| EXTRACT |

Like POISON IVY earlier in the summer, SINGLE WHITE FEMALE (released August 14, 1992) is a quintessential, much-imitated suspense thriller of the specific type that reigned in the ‘90s. I rented it on VHS back in the day and I believe I liked it, but I have to admit to thinking of this type of thriller as pretty interchangeable and disposable. Watching it now I can see that this is one of the best of its type.
There are many factors to that. Director Barbet Schroeder (BARFLY) creates a tense and atmospheric slow burn of a character piece. The script by first-timer Don Roos (adapted from a book by John Lutz) nicely establishes layered characters in an uncomfortable scenario, plus numerous details to the apartment building setting that you just know will become relevant late in the movie when violence is afoot. And it looks great – credit to cinematographer Luciano Tovoli (SUSPIRIA, TITUS) and production designer Milena Canonero (also the costume designer, as she was for BARRY LYNDON, TUCKER: THE MAN AND HIS DREAM, DICK TRACY, THE LIFE AQUATIC WITH STEVE ZISSOU, OCEAN’S TWELVE, MARIE ANTOINETTE – man, that’s a resume!). The score by Cronenberg’s guy Howard Shore is certainly a big part of setting the eerie mood. And I don’t really know how to measure it but I gotta assume the editing is crucial to the suspense, so I want to mention that editor Lee Percy comes out of the world of exploitation – he was the scamp who bastardized LONE WOLF AND CUB into SHOGUN ASSASSIN, and he did THE KILLING OF AMERICA, THEY CALL ME BRUCE, RE-ANIMATOR, TROLL, FROM BEYOND and DOLLS. Also BLUE STEEL.
But above and beyond the great work of all these top of the line craftspeople and visionaries, SINGLE WHITE FEMALE works because of the great performances by protagonist/straight woman Bridget Fonda (DOC HOLLYWOOD) and sympathetic/terrifying stalker Jennifer Jason Leigh (BACKDRAFT).

| WRITTEN PROBLEM A |
Name every film the review of Single White Female lists as one for which Milena Canonero was also costume designer.
| WRITTEN PROBLEM B |
Quote the review of Single White Female word for word, starting at "But above and" and ending at "Jason Leigh (BACKDRAFT).".
The material that comes next is from a different source and is unrelated to the review.

| INFORMATION PROVIDED |
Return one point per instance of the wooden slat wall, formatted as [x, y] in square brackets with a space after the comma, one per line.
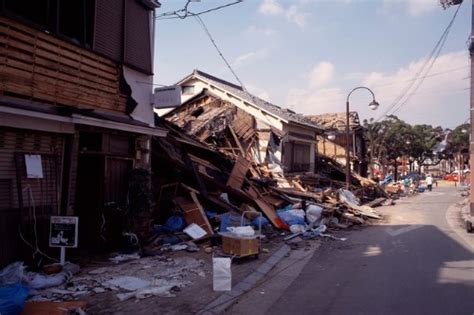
[43, 190]
[16, 140]
[41, 67]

| EXERCISE OUTPUT A |
BARRY LYNDON
TUCKER: THE MAN AND HIS DREAM
DICK TRACY
THE LIFE AQUATIC WITH STEVE ZISSOU
OCEAN’S TWELVE
MARIE ANTOINETTE

| EXERCISE OUTPUT B |
But above and beyond the great work of all these top of the line craftspeople and visionaries, SINGLE WHITE FEMALE works because of the great performances by protagonist/straight woman Bridget Fonda (DOC HOLLYWOOD) and sympathetic/terrifying stalker Jennifer Jason Leigh (BACKDRAFT).